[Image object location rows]

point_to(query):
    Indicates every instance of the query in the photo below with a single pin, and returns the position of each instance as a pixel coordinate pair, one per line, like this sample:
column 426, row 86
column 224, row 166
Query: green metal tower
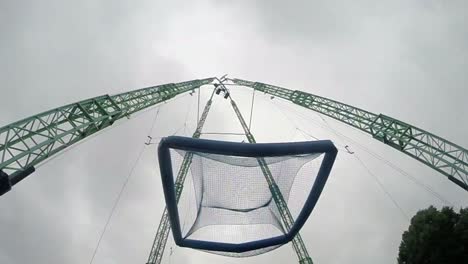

WORK TO COMPLETE: Edit the rows above by replacing "pin" with "marker" and leaving everything else unchanged. Leave the pictures out of your version.

FULL OUTPUT:
point_to(query):
    Indicates every instance of the query in the photo below with a single marker, and returns the position of each instance as a pixel coordinate pair, one per line, like this sample:
column 426, row 86
column 224, row 166
Query: green metal tower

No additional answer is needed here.